● **ASSIGNMENT**: The answer is a stretch of the material below, returned exactly: the line containing "of the hardwood", the line containing "the wooden wardrobe", and all lines between.

● **SOURCE DATA**:
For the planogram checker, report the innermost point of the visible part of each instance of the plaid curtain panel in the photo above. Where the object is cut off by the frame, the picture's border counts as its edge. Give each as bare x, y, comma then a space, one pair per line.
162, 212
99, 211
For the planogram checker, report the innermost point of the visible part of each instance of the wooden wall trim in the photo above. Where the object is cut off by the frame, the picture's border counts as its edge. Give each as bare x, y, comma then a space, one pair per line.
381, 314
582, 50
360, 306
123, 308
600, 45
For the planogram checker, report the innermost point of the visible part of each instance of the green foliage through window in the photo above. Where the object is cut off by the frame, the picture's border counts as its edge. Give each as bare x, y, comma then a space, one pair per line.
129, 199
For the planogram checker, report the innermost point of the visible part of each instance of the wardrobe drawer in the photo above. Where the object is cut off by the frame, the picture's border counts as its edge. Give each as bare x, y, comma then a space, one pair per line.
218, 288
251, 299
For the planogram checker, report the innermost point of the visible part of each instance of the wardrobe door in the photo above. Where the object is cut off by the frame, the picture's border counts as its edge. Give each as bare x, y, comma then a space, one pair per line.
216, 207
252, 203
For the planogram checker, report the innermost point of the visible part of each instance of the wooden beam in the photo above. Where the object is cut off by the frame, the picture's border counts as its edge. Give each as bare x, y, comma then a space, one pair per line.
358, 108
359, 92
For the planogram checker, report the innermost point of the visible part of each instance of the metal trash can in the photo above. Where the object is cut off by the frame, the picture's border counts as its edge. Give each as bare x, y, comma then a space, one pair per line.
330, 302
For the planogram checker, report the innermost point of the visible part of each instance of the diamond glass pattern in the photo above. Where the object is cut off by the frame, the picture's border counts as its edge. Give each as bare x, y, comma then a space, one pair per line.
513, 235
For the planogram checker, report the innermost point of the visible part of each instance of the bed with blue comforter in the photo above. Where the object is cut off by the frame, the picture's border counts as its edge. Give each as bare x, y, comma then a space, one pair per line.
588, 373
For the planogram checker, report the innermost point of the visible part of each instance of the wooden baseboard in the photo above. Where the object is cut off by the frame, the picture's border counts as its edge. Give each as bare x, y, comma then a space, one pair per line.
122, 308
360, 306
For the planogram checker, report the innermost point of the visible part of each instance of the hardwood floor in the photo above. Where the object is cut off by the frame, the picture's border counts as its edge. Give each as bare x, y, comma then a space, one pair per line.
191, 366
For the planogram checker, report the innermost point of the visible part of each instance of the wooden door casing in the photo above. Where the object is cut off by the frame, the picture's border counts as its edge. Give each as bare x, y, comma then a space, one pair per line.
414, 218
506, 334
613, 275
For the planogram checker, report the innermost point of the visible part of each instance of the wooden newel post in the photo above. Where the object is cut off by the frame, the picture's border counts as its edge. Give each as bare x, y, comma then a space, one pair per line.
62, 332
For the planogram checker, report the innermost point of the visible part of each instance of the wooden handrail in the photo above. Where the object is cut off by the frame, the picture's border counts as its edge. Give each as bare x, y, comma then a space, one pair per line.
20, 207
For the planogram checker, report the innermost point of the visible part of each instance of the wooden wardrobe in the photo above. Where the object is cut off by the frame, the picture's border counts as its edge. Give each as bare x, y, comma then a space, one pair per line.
...
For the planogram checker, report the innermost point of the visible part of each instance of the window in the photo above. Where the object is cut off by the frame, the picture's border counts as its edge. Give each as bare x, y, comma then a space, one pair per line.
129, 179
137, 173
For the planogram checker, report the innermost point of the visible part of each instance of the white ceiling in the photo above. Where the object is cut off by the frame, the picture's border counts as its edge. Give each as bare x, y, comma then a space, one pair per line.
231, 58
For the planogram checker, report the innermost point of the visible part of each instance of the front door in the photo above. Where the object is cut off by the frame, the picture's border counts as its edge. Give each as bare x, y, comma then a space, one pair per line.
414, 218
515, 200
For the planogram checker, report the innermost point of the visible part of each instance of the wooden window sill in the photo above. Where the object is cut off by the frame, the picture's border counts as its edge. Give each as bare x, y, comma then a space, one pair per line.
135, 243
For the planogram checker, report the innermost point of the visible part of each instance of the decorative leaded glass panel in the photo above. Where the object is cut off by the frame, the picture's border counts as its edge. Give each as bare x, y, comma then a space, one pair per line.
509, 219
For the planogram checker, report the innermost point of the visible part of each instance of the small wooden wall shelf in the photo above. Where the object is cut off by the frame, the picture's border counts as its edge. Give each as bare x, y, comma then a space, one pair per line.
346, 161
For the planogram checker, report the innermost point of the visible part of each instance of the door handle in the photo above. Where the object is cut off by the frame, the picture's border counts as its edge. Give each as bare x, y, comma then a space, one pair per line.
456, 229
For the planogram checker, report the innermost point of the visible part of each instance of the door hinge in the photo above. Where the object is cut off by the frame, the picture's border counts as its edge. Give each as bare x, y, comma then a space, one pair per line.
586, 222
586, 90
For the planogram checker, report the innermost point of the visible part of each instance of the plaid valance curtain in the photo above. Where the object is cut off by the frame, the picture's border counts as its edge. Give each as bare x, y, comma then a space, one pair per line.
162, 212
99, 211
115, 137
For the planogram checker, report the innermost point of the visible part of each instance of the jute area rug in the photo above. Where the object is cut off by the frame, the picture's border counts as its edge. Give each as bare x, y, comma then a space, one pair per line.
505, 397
---
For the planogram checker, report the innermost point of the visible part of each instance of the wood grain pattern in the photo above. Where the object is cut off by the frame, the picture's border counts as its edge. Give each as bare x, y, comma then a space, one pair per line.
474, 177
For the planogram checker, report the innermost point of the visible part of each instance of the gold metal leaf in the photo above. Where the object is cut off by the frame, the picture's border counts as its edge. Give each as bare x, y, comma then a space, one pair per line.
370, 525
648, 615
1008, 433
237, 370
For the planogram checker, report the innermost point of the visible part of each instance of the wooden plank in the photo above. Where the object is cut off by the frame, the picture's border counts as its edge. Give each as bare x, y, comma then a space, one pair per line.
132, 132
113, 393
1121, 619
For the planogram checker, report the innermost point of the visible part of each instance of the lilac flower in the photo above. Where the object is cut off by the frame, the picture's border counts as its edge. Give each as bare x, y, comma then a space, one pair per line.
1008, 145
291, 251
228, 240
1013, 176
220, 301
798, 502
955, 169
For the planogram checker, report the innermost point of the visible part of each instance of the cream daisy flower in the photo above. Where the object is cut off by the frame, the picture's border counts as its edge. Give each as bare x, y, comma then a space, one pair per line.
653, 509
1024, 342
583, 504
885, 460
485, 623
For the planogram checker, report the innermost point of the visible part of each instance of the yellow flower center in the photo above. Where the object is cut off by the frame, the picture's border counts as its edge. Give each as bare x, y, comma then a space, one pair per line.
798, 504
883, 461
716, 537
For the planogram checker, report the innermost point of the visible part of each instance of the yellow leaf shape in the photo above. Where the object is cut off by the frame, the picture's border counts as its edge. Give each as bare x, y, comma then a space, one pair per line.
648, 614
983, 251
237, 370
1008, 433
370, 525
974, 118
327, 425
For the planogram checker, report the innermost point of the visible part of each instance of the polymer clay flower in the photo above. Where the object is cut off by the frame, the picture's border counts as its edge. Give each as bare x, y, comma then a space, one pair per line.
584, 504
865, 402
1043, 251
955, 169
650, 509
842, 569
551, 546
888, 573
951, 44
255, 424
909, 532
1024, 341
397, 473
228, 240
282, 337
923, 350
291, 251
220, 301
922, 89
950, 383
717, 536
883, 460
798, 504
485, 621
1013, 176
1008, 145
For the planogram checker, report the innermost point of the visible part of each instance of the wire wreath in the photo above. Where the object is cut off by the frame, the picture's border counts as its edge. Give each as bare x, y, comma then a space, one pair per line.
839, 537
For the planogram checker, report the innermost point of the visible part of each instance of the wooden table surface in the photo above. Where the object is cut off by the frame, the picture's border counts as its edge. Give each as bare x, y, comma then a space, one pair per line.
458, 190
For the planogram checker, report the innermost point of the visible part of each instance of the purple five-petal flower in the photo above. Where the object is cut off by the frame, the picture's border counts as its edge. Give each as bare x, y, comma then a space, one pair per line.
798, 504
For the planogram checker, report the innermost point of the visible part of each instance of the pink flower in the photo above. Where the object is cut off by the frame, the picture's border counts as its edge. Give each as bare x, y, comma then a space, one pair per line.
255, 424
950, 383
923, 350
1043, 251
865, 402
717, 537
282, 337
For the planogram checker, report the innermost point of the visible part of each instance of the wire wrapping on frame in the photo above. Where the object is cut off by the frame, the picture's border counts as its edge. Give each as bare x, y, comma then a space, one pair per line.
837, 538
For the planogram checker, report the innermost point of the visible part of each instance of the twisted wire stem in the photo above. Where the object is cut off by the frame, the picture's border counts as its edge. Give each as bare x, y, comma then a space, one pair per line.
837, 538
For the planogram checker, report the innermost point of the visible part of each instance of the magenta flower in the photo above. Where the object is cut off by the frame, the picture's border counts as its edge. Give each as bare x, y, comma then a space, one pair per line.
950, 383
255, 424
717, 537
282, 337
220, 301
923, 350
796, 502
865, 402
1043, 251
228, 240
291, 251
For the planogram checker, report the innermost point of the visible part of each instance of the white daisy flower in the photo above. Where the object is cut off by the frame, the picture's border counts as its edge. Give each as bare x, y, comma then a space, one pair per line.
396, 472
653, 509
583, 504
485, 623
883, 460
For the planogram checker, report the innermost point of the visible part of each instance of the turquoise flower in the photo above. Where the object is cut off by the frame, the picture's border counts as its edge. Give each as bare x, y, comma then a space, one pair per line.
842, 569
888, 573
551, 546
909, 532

● **RESPONSE TO THE TASK**:
For the planogram checker, report the innermost point of the visible part of each instance of the hardwood floor in the photo above. Where the object is cut off by the frame, the picture's border counts as its edge. Give each as bare x, y, comma then a space, one pair per line.
191, 366
For the planogram checker, report the innermost point of the visible part of each instance of the wooden door casing in the photo above. Where the object is cut off by the frame, the picture's border counts as its edge. Give each as bare x, y, comma then a space, one pair per line.
414, 218
506, 334
613, 275
For the planogram checker, report the innermost point of the visible part of each instance of the wooden newel post in the photo above. Where the object is cut off by the frame, the picture's border counts as its edge. Give each as bare x, y, comma then a space, one pair per line.
62, 332
For the planogram checker, report the innermost point of the visible part of each instance of the wooden handrail in the photo above. Where the object is cut off by the frame, the picture's border counts as its edge. Give each as bare x, y, comma then a space, one pair per line.
20, 207
For the planogram checker, report the innermost point of the visible part of each instance of the wooden wardrobe in the photo above. Where the object is cut off by the frame, the picture's border counts as its edge. Give each as bare x, y, comma then a space, one pair per line.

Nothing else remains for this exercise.